((

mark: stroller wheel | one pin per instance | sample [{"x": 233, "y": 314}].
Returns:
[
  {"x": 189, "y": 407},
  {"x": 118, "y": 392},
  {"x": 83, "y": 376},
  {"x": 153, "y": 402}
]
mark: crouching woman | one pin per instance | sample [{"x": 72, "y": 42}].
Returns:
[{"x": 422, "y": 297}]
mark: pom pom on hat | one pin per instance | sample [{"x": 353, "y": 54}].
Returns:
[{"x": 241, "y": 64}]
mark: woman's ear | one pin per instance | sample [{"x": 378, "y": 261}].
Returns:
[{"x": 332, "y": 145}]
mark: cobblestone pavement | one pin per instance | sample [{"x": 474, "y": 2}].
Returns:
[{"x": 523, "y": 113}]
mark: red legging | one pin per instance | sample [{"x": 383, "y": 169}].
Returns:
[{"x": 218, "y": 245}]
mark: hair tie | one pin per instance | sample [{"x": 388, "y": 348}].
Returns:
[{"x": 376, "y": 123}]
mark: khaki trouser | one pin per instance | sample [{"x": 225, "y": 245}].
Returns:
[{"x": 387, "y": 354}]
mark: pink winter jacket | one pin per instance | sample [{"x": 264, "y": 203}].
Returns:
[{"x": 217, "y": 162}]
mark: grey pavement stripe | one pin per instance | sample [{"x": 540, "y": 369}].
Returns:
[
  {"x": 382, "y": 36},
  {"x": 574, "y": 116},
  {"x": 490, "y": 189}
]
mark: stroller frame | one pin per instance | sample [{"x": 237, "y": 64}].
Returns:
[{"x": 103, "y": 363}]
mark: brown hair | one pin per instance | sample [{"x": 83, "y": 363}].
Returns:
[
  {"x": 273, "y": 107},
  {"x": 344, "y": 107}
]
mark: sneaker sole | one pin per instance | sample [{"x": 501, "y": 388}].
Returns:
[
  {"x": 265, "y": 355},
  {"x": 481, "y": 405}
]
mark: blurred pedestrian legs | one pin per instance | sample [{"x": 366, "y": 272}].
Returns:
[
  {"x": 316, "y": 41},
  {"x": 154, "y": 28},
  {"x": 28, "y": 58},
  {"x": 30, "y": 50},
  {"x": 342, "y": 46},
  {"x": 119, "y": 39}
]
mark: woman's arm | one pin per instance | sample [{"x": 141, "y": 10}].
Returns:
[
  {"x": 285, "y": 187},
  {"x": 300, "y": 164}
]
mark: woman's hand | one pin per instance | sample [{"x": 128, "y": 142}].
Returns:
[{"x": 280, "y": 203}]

))

### [Task details]
Copy every line of the items above, keeping each character and line break unchanged.

### [Task answer]
mark: stroller wheel | one pin per instance | sample [{"x": 233, "y": 314}].
Returns:
[
  {"x": 189, "y": 407},
  {"x": 118, "y": 392},
  {"x": 83, "y": 376},
  {"x": 153, "y": 402}
]
mark: crouching woman | one pin per instance | sample [{"x": 72, "y": 42}].
Returns:
[{"x": 422, "y": 297}]
mark: pom pom on hat | one pin per instance | sample [{"x": 353, "y": 54}].
Returns:
[{"x": 241, "y": 64}]
mark: woman's ear | one pin per instance | sample [{"x": 378, "y": 261}].
Returns:
[{"x": 332, "y": 145}]
mark: cobblestone pavement | one pin per instance | sample [{"x": 474, "y": 2}].
Returns:
[{"x": 523, "y": 113}]
mark: red legging | one pin per instance | sample [{"x": 383, "y": 169}].
Returns:
[{"x": 218, "y": 245}]
mark: hair tie | one pin per instance | sample [{"x": 388, "y": 348}].
Returns:
[{"x": 376, "y": 123}]
mark: khaki trouser | one pin per instance | sample [{"x": 225, "y": 245}].
Returns:
[{"x": 387, "y": 354}]
mark: pink winter jacket | one pin per instance | sample [{"x": 264, "y": 203}].
Returns:
[{"x": 217, "y": 162}]
mark: grey pavement stripe | one pin per instance | sample [{"x": 540, "y": 369}].
Returns:
[
  {"x": 382, "y": 36},
  {"x": 574, "y": 116},
  {"x": 490, "y": 189}
]
mark: stroller frame | one pin per instance | sample [{"x": 237, "y": 64}].
Returns:
[{"x": 103, "y": 363}]
mark: brown hair | one pin per instance | sample [{"x": 83, "y": 363}].
Returns:
[
  {"x": 273, "y": 107},
  {"x": 344, "y": 107}
]
mark: sneaker sole | one pin per instance | sample [{"x": 501, "y": 388}].
Returns:
[
  {"x": 265, "y": 355},
  {"x": 481, "y": 405}
]
mark: blurred pedestrian legs | one pin per instance | sample [{"x": 366, "y": 272}].
Returns:
[
  {"x": 316, "y": 41},
  {"x": 154, "y": 28},
  {"x": 28, "y": 58},
  {"x": 30, "y": 50},
  {"x": 342, "y": 46},
  {"x": 119, "y": 39}
]
mark: woman's arm | one pin per instance | sample [{"x": 141, "y": 10}].
Returns:
[
  {"x": 285, "y": 187},
  {"x": 300, "y": 164}
]
mark: woman's hand | one pin per instance | sample [{"x": 128, "y": 142}].
Returns:
[{"x": 280, "y": 203}]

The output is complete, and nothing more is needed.